## EXCERPT TO READ
------------
The Washington Post Declares War on Meat
The Washington Post recently published a controversial article entitled “Meat is Horrible” on the proposal by the United Nations to put a global tax on meat.
The Washington Post recently published a controversial article entitled “Meat is Horrible” on the proposal by the United Nations to put a global tax on meat. This detailed exposé dives into the environmental, health and animals rights issues surrounding the production and consumption of red meat specifically.
Author Rachel Premack states, “By 2050, scientists forecast that emissions from agriculture alone will account for how much carbon dioxide the world can use to avoid catastrophic global warming. It already accounts for one-third of emissions today — and half of that comes from livestock.”
The taxation on meat is not without hot debate. As it is the United Nations discussing the potential of raising the price of meat to discourage consumption, this is a global debate. But as with anything that reaches beyond national borders, it is all very political.
Many people do not realize what goes on before the t-bone steak is on their plates. From raising the cattle with sufficient food, water, shelter and medicine (because with the living conditions they are commonly ill) requires a substantial amount of money and natural resources.
An estimated 80% of water in the US is used for agriculture, and the majority of that is for cattle - the bigger the animal, the more food and water it requires.
By cutting down or eliminating meat altogether from our diets, we can severely reduce the amount of carbon dioxide we are putting into the air, which will help stop the warming of the planet and the drastic weather changes we are already experiencing as a result.
Not only beneficial for the environment, a meat-free diet is also ideal for our bodies. An estimated $734 billion in heath care costs related to the heavy consumption of red meat.
While the taxation on meat is not a new proposal, it is gaining popularity in many countries as an obvious choice to quickly solve the climate crisis.
All signs point to a brighter future with less meat in our bodies and fewer animals raised for the sole purpose of mass consumption.
Environment aside, would you consider cutting back on meat or going vegetarian or vegan for your health?
------------
## ASSIGNED TASK
Return, word for word, the part of the article on the proposed meat tax that opens with the words containing "Not only beneficial" and closes with "the climate crisis.". Work only from the article on the proposed meat tax and bring in nothing from outside it.
------------
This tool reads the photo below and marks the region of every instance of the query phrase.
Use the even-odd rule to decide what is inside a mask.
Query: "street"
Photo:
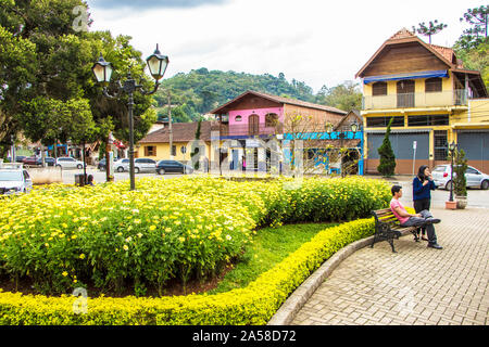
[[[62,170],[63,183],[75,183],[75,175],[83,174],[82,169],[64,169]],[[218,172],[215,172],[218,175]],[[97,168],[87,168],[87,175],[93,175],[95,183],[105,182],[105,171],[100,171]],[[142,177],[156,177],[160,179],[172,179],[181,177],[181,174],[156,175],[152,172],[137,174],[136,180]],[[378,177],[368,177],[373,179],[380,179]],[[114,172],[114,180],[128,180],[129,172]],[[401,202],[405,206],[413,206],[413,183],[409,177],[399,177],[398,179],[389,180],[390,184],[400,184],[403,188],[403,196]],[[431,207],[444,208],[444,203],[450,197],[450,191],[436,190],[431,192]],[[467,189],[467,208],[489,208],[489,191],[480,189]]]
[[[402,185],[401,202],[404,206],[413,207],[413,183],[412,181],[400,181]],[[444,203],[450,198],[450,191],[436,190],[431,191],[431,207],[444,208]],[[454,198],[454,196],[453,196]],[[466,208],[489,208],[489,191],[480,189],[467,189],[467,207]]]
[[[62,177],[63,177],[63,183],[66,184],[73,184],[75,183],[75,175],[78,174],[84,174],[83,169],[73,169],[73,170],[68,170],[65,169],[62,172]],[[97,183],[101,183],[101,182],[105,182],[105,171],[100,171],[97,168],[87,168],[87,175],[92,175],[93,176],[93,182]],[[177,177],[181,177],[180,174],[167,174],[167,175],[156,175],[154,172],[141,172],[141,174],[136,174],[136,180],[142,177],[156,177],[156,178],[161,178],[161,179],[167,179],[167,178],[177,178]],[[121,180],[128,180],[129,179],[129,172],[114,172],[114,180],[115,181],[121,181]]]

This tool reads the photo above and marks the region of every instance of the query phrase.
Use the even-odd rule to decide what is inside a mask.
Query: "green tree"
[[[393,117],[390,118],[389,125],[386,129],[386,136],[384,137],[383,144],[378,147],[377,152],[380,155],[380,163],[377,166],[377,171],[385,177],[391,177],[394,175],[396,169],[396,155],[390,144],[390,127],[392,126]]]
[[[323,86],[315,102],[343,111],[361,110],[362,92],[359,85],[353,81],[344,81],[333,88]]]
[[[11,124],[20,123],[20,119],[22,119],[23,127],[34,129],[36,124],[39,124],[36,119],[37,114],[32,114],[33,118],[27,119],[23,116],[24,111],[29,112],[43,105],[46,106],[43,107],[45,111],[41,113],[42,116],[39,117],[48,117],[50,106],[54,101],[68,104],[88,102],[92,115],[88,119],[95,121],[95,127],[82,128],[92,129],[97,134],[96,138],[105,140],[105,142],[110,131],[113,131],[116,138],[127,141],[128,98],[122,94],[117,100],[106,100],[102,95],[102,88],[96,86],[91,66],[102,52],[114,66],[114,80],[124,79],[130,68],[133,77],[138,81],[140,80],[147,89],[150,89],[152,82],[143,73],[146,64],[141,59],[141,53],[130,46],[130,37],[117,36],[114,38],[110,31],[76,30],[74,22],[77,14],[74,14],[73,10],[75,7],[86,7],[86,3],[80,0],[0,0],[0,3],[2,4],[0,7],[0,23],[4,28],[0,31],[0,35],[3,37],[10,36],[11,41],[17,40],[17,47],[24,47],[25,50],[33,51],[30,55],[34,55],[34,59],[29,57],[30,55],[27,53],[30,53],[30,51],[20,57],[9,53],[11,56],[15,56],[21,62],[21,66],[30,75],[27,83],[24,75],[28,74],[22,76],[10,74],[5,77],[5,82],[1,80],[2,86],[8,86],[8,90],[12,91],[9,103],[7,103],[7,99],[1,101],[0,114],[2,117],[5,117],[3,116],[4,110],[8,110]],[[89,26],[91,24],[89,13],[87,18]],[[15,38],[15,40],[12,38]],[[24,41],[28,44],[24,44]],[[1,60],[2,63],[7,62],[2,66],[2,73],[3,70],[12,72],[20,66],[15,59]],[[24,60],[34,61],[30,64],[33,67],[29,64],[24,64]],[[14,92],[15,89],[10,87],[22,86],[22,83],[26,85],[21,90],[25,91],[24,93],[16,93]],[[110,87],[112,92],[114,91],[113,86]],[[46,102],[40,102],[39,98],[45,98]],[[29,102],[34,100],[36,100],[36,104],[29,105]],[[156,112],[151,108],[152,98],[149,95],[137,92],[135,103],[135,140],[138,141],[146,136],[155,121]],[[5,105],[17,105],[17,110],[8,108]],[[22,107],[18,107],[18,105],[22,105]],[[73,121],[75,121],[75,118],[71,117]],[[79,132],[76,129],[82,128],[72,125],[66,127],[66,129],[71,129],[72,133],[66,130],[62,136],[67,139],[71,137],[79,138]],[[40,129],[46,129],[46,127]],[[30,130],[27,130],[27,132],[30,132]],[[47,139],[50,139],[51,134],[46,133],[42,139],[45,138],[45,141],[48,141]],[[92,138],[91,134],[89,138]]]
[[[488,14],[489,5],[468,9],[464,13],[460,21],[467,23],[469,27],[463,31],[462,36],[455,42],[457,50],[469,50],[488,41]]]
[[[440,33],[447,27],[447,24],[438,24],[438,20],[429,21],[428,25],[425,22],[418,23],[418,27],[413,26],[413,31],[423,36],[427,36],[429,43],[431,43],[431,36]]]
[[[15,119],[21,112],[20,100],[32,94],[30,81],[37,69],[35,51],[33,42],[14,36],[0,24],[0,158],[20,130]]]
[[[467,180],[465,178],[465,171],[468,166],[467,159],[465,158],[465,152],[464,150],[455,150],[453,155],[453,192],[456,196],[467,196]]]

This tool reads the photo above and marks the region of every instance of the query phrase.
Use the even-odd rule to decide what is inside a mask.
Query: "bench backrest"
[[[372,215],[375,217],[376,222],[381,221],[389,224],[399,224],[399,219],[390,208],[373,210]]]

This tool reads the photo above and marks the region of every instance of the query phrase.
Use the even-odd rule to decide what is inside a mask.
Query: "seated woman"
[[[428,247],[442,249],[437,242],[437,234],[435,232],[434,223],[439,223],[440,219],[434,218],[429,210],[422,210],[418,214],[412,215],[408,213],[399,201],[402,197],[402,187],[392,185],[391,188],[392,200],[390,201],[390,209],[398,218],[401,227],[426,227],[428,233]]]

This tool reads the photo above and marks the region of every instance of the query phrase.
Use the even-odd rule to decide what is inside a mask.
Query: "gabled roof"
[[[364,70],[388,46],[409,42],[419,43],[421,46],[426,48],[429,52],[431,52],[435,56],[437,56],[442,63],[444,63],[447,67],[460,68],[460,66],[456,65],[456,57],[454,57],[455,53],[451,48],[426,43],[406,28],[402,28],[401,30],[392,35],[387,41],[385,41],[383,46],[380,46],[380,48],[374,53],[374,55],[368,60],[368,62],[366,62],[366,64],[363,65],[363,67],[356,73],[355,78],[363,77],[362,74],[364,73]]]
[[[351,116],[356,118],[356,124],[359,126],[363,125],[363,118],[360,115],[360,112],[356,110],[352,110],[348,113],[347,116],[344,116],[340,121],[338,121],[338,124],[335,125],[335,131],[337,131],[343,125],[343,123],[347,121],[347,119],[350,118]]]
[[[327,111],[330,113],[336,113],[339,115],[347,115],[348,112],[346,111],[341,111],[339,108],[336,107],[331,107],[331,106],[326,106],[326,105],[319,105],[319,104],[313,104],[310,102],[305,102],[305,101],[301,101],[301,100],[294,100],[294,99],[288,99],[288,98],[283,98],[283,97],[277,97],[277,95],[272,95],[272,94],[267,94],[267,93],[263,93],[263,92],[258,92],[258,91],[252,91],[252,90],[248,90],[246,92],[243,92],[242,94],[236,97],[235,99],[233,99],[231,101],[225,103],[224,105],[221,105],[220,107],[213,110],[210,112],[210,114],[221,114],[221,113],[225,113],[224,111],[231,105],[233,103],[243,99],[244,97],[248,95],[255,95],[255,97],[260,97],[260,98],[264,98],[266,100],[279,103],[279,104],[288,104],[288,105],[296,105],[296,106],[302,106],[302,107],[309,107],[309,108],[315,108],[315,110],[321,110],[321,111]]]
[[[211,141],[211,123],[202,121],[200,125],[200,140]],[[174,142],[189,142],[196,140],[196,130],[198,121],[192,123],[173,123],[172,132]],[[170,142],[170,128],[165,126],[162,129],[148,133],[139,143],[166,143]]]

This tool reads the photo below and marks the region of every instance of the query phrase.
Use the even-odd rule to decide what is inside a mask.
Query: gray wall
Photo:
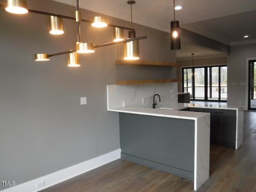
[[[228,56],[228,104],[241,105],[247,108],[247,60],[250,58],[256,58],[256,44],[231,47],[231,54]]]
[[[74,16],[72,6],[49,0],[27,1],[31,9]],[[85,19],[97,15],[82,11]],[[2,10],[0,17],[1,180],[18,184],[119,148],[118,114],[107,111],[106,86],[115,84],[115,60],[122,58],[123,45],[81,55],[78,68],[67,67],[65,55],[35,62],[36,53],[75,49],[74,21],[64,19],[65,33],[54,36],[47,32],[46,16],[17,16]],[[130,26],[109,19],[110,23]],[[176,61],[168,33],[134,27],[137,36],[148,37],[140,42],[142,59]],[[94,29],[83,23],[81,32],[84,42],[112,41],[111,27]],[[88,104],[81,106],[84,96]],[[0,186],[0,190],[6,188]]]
------------
## FINAL ANSWER
Not only beneficial for the environment, a meat-free diet is also ideal for our bodies. An estimated $734 billion in heath care costs related to the heavy consumption of red meat.
While the taxation on meat is not a new proposal, it is gaining popularity in many countries as an obvious choice to quickly solve the climate crisis.